In the records below, find the line containing "Help me out: where is the small shrub", then extract that line and all subsequent lines exactly, leaving out everything else.

Records contained in a dataset:
────────────────────

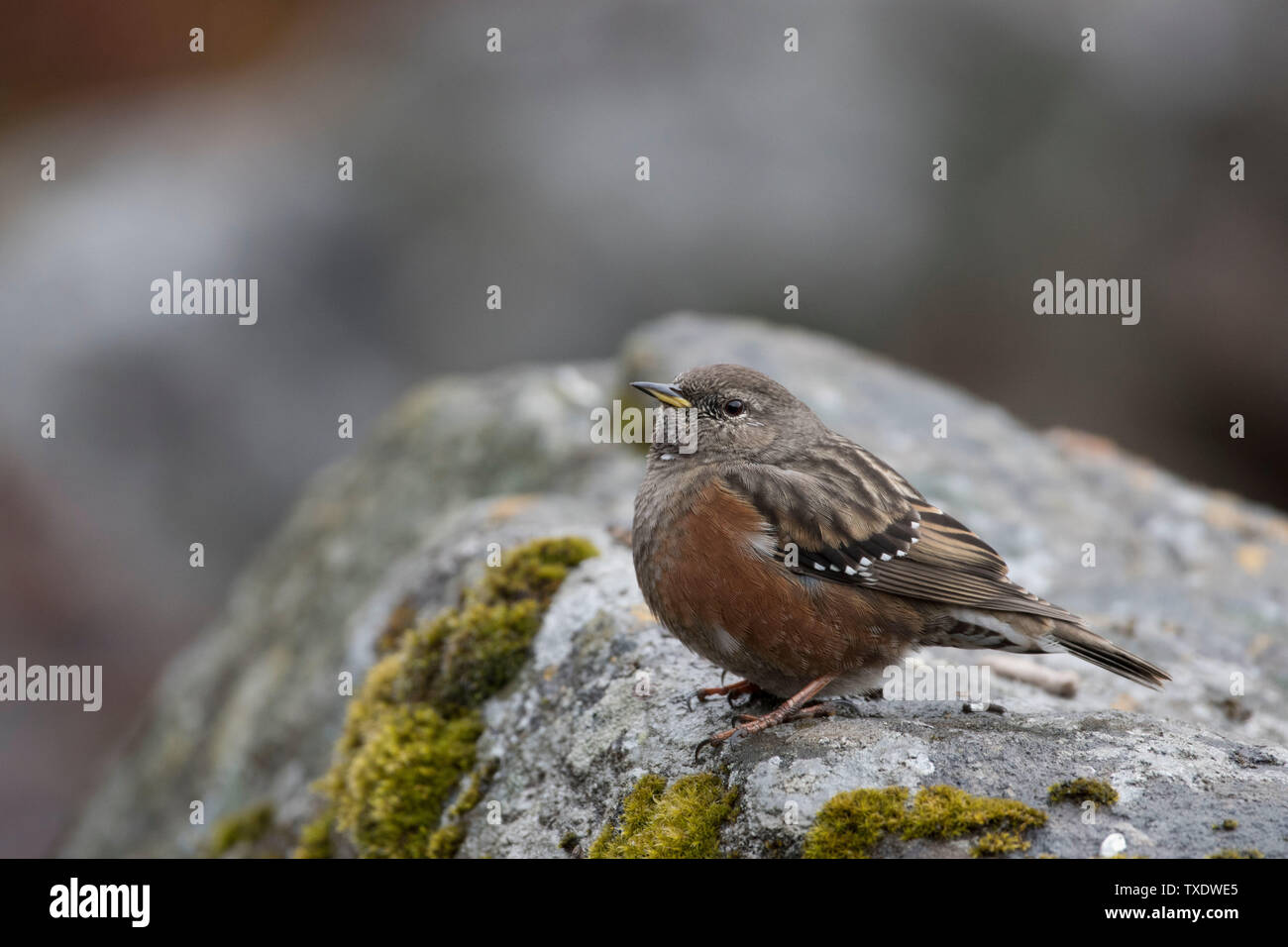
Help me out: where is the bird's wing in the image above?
[722,437,1083,626]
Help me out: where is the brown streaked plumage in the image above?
[632,365,1169,743]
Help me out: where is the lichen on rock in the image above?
[1047,777,1118,805]
[297,537,596,858]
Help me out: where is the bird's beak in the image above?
[631,381,693,407]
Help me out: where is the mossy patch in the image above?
[297,537,596,858]
[291,809,335,858]
[590,773,738,858]
[1047,777,1118,805]
[207,802,273,858]
[804,786,1047,858]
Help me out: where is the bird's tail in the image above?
[1048,621,1172,690]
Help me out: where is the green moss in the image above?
[1047,777,1118,805]
[590,773,738,858]
[207,802,273,858]
[426,822,465,858]
[291,809,335,858]
[803,786,909,858]
[429,760,497,858]
[300,537,596,858]
[335,706,483,858]
[804,786,1046,858]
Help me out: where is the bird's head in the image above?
[632,365,823,463]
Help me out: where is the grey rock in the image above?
[64,314,1288,857]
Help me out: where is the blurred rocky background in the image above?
[0,0,1288,854]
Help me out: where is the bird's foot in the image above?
[733,701,842,725]
[682,681,760,710]
[693,674,837,763]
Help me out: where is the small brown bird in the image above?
[631,365,1171,750]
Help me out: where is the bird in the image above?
[631,365,1171,753]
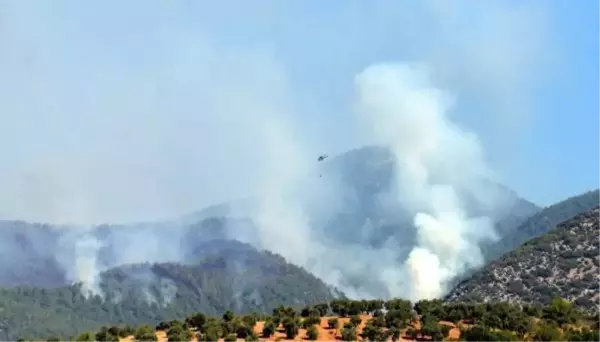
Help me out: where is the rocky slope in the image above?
[484,190,600,260]
[0,146,539,297]
[447,207,600,312]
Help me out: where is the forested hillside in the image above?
[447,207,600,313]
[15,298,600,342]
[0,242,340,340]
[0,146,539,297]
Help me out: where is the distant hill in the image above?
[0,241,341,340]
[447,207,600,313]
[0,146,540,297]
[484,190,600,260]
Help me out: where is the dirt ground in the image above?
[121,315,460,342]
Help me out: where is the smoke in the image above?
[0,0,554,297]
[356,64,498,300]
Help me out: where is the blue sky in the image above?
[0,0,600,221]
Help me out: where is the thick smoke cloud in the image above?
[357,64,501,300]
[0,1,552,297]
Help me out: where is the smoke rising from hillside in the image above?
[0,0,550,297]
[357,64,497,300]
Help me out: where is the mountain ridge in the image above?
[446,206,600,313]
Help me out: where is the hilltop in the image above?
[15,298,600,342]
[0,146,540,297]
[484,189,600,261]
[0,241,342,340]
[447,207,600,313]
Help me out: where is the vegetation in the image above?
[447,208,600,312]
[12,298,600,342]
[485,190,600,261]
[0,243,334,340]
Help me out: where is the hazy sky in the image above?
[0,0,600,222]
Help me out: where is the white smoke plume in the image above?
[357,64,495,300]
[0,0,554,304]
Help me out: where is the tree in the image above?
[262,320,277,338]
[342,325,356,342]
[236,323,254,338]
[281,317,298,340]
[327,318,340,329]
[223,310,235,322]
[389,327,402,342]
[244,331,259,342]
[95,328,119,342]
[185,312,206,331]
[76,332,96,342]
[361,324,386,342]
[531,324,562,342]
[542,297,579,326]
[315,303,329,317]
[306,325,319,341]
[167,324,192,342]
[421,322,445,342]
[135,325,158,342]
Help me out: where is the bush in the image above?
[350,315,362,327]
[306,325,319,341]
[342,325,356,342]
[262,320,277,338]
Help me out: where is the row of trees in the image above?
[21,298,600,342]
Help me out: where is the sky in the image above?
[0,0,600,222]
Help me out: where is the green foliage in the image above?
[350,315,362,327]
[327,318,340,329]
[134,325,158,342]
[185,312,206,331]
[302,316,321,329]
[262,320,277,338]
[11,298,600,342]
[281,316,298,339]
[0,247,332,341]
[167,324,192,342]
[306,325,319,341]
[342,324,356,342]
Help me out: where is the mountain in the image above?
[447,206,600,312]
[0,240,341,340]
[485,190,600,260]
[0,146,540,297]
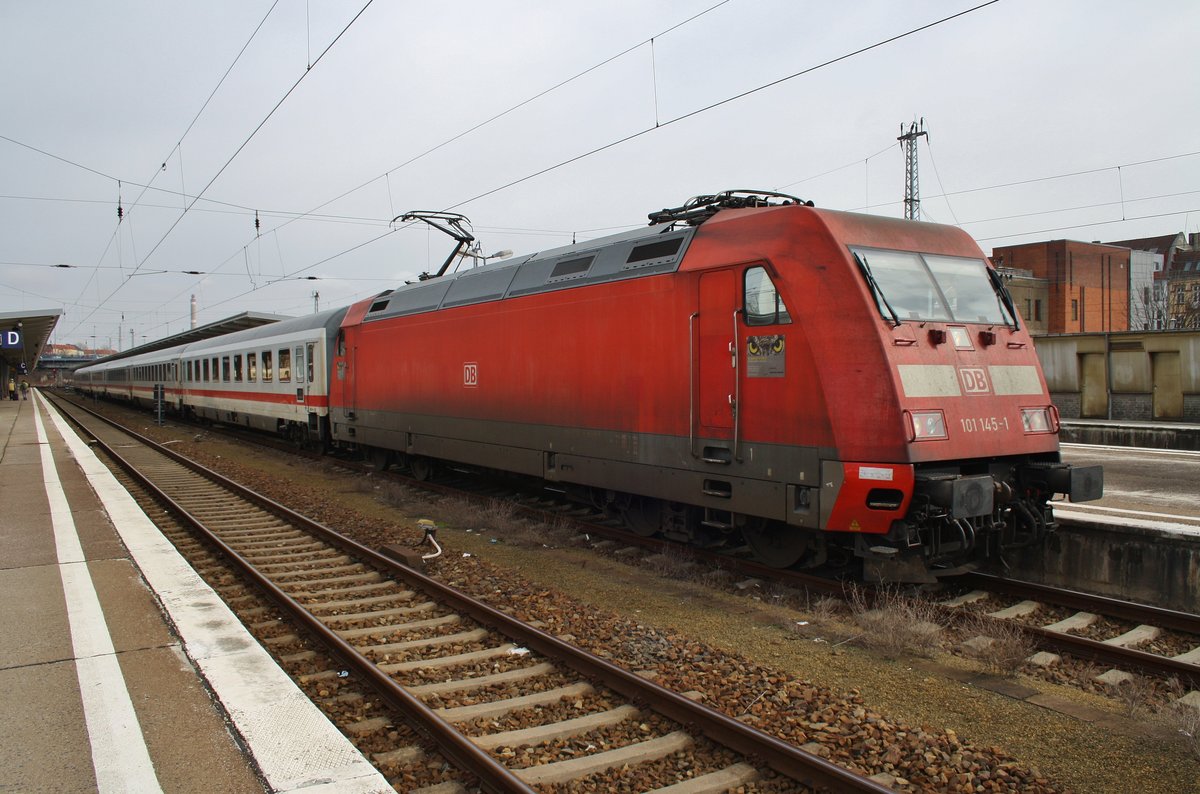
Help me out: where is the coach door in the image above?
[329,330,354,426]
[692,270,739,463]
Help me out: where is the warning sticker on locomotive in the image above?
[746,333,785,378]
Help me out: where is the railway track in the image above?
[46,401,889,794]
[946,573,1200,705]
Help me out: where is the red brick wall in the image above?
[991,240,1129,333]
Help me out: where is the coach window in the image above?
[280,348,292,383]
[745,267,792,325]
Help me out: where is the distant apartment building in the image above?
[992,240,1128,333]
[1106,233,1188,331]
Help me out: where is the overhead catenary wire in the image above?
[60,0,374,343]
[124,0,1000,338]
[443,0,1000,211]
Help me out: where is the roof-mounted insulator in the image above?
[648,191,815,225]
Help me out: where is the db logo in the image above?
[959,367,991,395]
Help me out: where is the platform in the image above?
[0,393,394,793]
[1060,419,1200,450]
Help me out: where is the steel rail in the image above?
[959,572,1200,634]
[51,395,892,794]
[56,405,535,794]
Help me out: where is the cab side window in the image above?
[744,267,792,325]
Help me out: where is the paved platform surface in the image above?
[0,393,392,793]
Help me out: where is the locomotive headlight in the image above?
[905,410,947,441]
[1021,408,1055,433]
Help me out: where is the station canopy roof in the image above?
[0,308,62,372]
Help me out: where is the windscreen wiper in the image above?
[854,253,900,329]
[986,267,1019,331]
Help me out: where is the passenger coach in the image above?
[74,308,346,444]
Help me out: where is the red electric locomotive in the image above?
[329,191,1102,581]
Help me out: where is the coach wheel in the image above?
[408,457,433,482]
[620,498,662,537]
[742,522,809,569]
[367,446,391,471]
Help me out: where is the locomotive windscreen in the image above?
[852,248,1015,325]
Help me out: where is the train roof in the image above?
[365,224,696,321]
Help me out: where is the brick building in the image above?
[1166,247,1200,329]
[997,267,1050,336]
[991,240,1130,333]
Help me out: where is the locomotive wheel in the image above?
[742,522,809,569]
[367,446,391,471]
[408,457,433,482]
[620,498,662,537]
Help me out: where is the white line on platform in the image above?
[1058,441,1200,458]
[1055,501,1200,525]
[36,395,395,794]
[34,391,162,793]
[1054,507,1200,536]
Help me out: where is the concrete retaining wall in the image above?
[1007,522,1200,613]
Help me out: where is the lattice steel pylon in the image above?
[896,119,928,221]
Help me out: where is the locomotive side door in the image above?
[692,270,740,448]
[329,329,354,420]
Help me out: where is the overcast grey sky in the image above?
[0,0,1200,349]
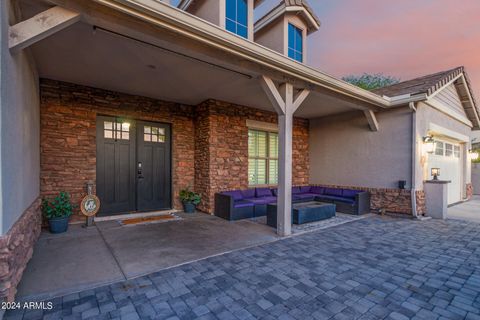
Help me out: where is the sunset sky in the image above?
[172,0,480,99]
[257,0,480,98]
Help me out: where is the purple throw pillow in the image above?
[223,190,243,201]
[256,188,272,198]
[240,189,255,199]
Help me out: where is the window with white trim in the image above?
[453,146,460,158]
[248,129,278,186]
[435,141,443,156]
[288,23,303,62]
[445,143,453,157]
[225,0,248,38]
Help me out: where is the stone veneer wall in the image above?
[40,79,194,219]
[195,100,309,213]
[467,183,474,199]
[0,199,42,301]
[415,190,427,216]
[319,185,418,215]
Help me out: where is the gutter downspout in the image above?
[408,102,418,219]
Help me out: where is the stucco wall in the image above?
[0,1,40,234]
[309,108,412,188]
[472,163,480,195]
[188,0,224,26]
[416,102,471,189]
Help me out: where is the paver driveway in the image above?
[6,217,480,320]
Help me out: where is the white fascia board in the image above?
[178,0,193,10]
[93,0,390,108]
[383,93,427,107]
[428,122,470,143]
[425,100,473,128]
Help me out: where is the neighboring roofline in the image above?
[94,0,390,108]
[253,0,321,33]
[177,0,195,10]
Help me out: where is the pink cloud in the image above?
[309,0,480,96]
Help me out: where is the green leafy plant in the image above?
[42,191,73,219]
[180,188,202,205]
[342,73,400,90]
[472,148,480,163]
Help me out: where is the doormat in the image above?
[120,214,182,226]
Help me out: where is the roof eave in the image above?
[93,0,390,108]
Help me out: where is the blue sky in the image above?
[168,0,480,96]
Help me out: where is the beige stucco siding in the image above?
[0,1,40,234]
[188,0,221,26]
[416,102,471,189]
[310,108,412,188]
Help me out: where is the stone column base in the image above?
[0,198,42,301]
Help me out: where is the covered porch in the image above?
[15,0,386,235]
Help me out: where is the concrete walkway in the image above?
[17,213,277,301]
[5,216,480,320]
[447,196,480,222]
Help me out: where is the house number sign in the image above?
[80,194,100,217]
[80,181,100,218]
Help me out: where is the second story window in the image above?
[288,23,303,62]
[225,0,248,38]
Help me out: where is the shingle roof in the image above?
[372,67,465,97]
[372,67,480,129]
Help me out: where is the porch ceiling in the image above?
[22,0,356,118]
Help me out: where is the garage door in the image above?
[428,140,463,204]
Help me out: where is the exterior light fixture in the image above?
[468,150,479,161]
[423,136,435,153]
[432,168,440,180]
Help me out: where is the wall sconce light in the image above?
[432,168,440,180]
[423,136,435,153]
[468,150,480,161]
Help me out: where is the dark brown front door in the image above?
[137,121,171,211]
[96,116,171,216]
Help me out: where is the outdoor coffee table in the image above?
[267,201,337,228]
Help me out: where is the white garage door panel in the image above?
[428,142,463,204]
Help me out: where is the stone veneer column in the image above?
[0,199,42,301]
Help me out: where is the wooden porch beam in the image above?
[293,89,310,112]
[8,6,81,52]
[260,75,286,115]
[363,110,380,131]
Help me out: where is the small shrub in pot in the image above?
[180,188,201,213]
[42,191,73,233]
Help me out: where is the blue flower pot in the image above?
[48,217,68,233]
[183,202,195,213]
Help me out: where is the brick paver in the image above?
[5,217,480,320]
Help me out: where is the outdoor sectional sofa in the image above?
[215,186,370,220]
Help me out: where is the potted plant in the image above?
[42,191,73,233]
[180,188,201,213]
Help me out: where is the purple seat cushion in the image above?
[300,186,312,193]
[342,189,362,199]
[310,186,325,194]
[240,189,255,199]
[222,190,243,201]
[316,195,355,204]
[256,188,272,198]
[295,193,318,200]
[233,200,255,208]
[325,188,343,197]
[245,196,277,204]
[292,187,301,194]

────────────────────

COMPLETE OUTPUT:
Help me out: where is the small shrub in pot in the image above?
[180,188,201,213]
[42,191,73,233]
Help me out: where is the blue flower pot in the image above?
[48,217,68,233]
[183,202,195,213]
Help me out: where is the brick paver in the image above?
[5,217,480,320]
Help me out: where is the outdoor sectional sofa in the image above?
[215,186,370,220]
Help me out: where is the potted plant in the image above?
[42,191,73,233]
[180,188,201,213]
Help me out: where is the purple seat cushion in the image above?
[300,186,312,193]
[342,189,362,199]
[310,186,325,194]
[240,189,255,199]
[222,190,243,201]
[316,195,355,204]
[256,188,272,198]
[295,193,318,200]
[233,200,255,208]
[325,188,343,197]
[245,196,277,204]
[292,187,301,194]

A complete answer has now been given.